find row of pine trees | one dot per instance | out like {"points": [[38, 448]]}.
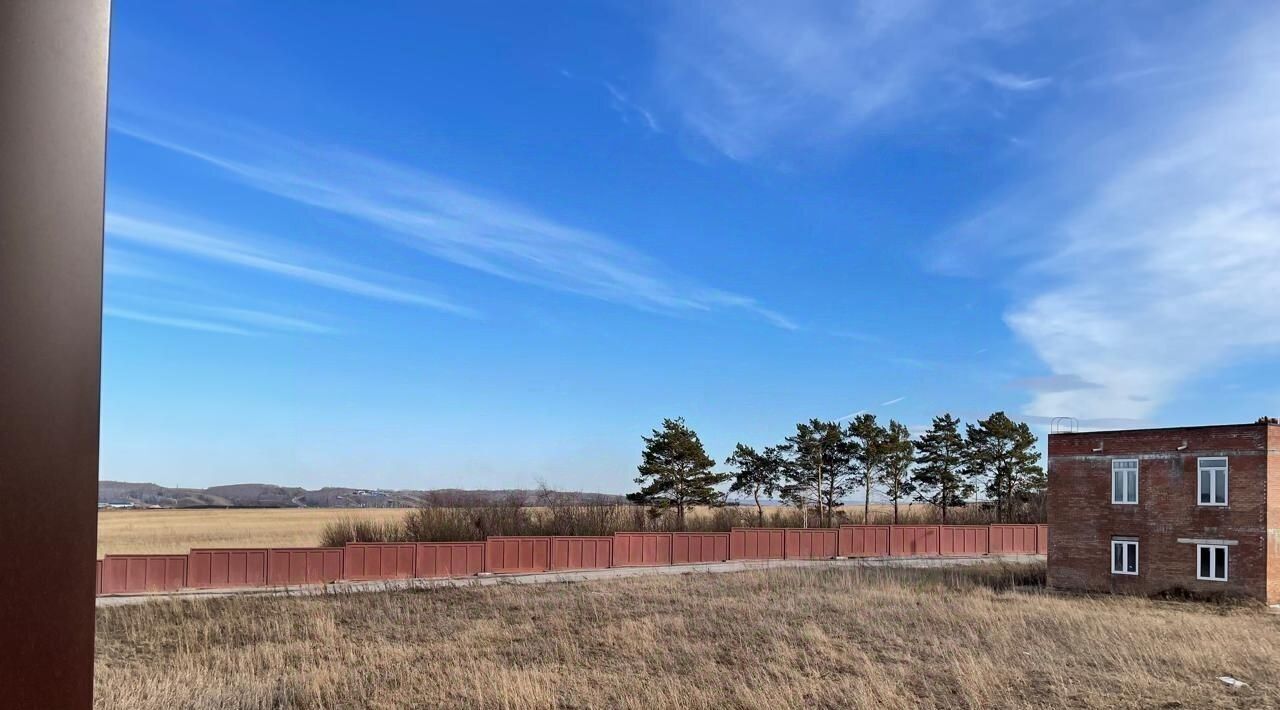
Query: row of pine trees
{"points": [[823, 462]]}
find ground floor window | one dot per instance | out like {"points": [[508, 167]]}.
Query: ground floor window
{"points": [[1124, 557], [1212, 562]]}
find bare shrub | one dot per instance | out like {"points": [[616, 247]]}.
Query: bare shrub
{"points": [[359, 530]]}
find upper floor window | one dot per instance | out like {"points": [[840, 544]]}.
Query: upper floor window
{"points": [[1211, 563], [1124, 481], [1212, 481]]}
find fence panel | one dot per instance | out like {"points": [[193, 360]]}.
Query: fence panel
{"points": [[913, 540], [1013, 540], [863, 541], [449, 559], [964, 540], [757, 543], [219, 568], [304, 566], [812, 543], [641, 549], [581, 553], [378, 560], [144, 573], [517, 554], [694, 548]]}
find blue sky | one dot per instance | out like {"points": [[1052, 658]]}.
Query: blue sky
{"points": [[417, 246]]}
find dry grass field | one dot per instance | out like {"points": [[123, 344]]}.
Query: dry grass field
{"points": [[177, 530], [772, 639]]}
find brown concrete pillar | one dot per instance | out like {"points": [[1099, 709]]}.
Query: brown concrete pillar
{"points": [[53, 138]]}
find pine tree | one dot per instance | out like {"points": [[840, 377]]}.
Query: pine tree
{"points": [[817, 468], [676, 472], [895, 475], [1004, 453], [758, 473], [868, 445], [940, 476]]}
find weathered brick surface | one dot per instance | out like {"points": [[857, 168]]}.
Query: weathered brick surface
{"points": [[1274, 516], [1083, 520]]}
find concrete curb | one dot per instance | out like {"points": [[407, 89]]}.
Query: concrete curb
{"points": [[561, 577]]}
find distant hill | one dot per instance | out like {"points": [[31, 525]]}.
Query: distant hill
{"points": [[266, 495]]}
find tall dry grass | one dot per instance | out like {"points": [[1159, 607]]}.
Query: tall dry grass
{"points": [[837, 637], [465, 523]]}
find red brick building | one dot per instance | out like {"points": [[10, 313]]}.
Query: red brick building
{"points": [[1164, 509]]}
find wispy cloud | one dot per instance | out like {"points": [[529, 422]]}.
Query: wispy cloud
{"points": [[269, 321], [446, 220], [1156, 261], [626, 106], [1055, 383], [145, 227], [1014, 82], [757, 77], [174, 321]]}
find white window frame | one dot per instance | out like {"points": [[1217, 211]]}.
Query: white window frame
{"points": [[1125, 486], [1130, 549], [1201, 470], [1212, 562]]}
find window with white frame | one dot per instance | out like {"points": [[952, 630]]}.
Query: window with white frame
{"points": [[1124, 481], [1124, 557], [1212, 481], [1211, 562]]}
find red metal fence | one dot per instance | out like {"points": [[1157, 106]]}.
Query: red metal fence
{"points": [[693, 548], [812, 544], [144, 573], [304, 566], [913, 540], [378, 560], [757, 543], [215, 568], [1014, 540], [581, 553], [863, 540], [449, 559], [963, 540], [517, 554], [641, 549]]}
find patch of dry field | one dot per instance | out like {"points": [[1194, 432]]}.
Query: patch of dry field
{"points": [[771, 639], [177, 531], [174, 531]]}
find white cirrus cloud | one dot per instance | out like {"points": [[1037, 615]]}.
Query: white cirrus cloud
{"points": [[446, 220], [1147, 251], [145, 227], [758, 77]]}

☆ ☆ ☆

Give every record back exactly as it reads, with no images.

» **IN RESPONSE**
find row of pine trees | one dot per instance | out like {"points": [[38, 448]]}.
Query: row of pine trees
{"points": [[823, 462]]}
find ground floor window | one dot per instance | out like {"points": [[508, 167]]}.
Query: ground floor window
{"points": [[1124, 557], [1212, 562]]}
find bare shrub | one dot per instance | out like {"points": [[616, 247]]}.
Query: bare shrub
{"points": [[359, 530]]}
find upper floor window | one dot per instance | out like {"points": [[840, 544]]}.
Query: upper floor window
{"points": [[1211, 563], [1124, 481], [1212, 481]]}
find fence panel | one dot per instance | out like {"points": [[193, 360]]}.
Query: fence panel
{"points": [[913, 540], [1013, 540], [863, 541], [449, 559], [964, 540], [757, 543], [219, 568], [304, 566], [812, 543], [641, 549], [581, 553], [378, 560], [144, 573], [517, 554], [694, 548]]}
find blue sky | one dot per instance | out like {"points": [[1052, 658]]}.
Query: blue sky
{"points": [[417, 246]]}
find dry grass field | one dot per instance | out like {"points": [[123, 344]]}.
Query: dry grass field
{"points": [[177, 530], [772, 639]]}
find brown concrete pillar | one dot per instance | out like {"points": [[1099, 709]]}.
Query: brown concrete pillar
{"points": [[53, 138]]}
find pine tree | one dot per instance | out like {"points": [[840, 377]]}.
Query: pine tree
{"points": [[817, 468], [676, 472], [895, 475], [1004, 453], [758, 473], [868, 445], [940, 476]]}
find weathered brick surface | one dot per instance | out like {"points": [[857, 168]]}.
Query: weathered brick surface
{"points": [[1274, 516], [1083, 520]]}
find concrete curb | one dot per instance | out like {"points": [[407, 89]]}.
Query: concrete curb
{"points": [[561, 577]]}
find distant hill | one dot per instance | out like {"points": [[31, 525]]}.
Query: distant hill
{"points": [[266, 495]]}
find tall dry grass | one dot per instance | out like {"points": [[1159, 607]]}.
Query: tall dry grass
{"points": [[837, 637], [465, 523]]}
find red brick building | one dot per instance | out like {"points": [[10, 313]]}.
Query: red brick building
{"points": [[1164, 509]]}
find wispy cloud | one dot per instance | out like {"points": [[529, 422]]}.
Query: wispy cloud
{"points": [[269, 321], [446, 220], [1156, 261], [626, 106], [1055, 383], [145, 227], [1014, 82], [757, 77], [174, 321]]}
find white window frame | one dot per instance | out like {"points": [[1217, 211]]}.
Query: white window frame
{"points": [[1125, 486], [1130, 549], [1201, 470], [1212, 562]]}
find window with white frame | one dot per instance | out like {"points": [[952, 630]]}.
Query: window with white frame
{"points": [[1124, 481], [1124, 557], [1212, 481], [1211, 562]]}
find red metal fence | one dot per instance | out like {"points": [[1157, 106]]}.
Query: red metal fence
{"points": [[693, 548], [812, 544], [144, 573], [304, 566], [913, 540], [378, 560], [757, 543], [215, 568], [1014, 540], [581, 553], [863, 540], [449, 559], [963, 540], [517, 554], [641, 549]]}
find patch of dry field | one dot per instance | out like {"points": [[1194, 432]]}.
Query: patch of dry field
{"points": [[771, 639], [177, 531], [174, 531]]}
find white cirrus cloud | one dot per instance | out like {"points": [[1037, 615]]}.
Query: white cirrus cloud
{"points": [[446, 220], [1147, 251], [145, 227], [758, 77]]}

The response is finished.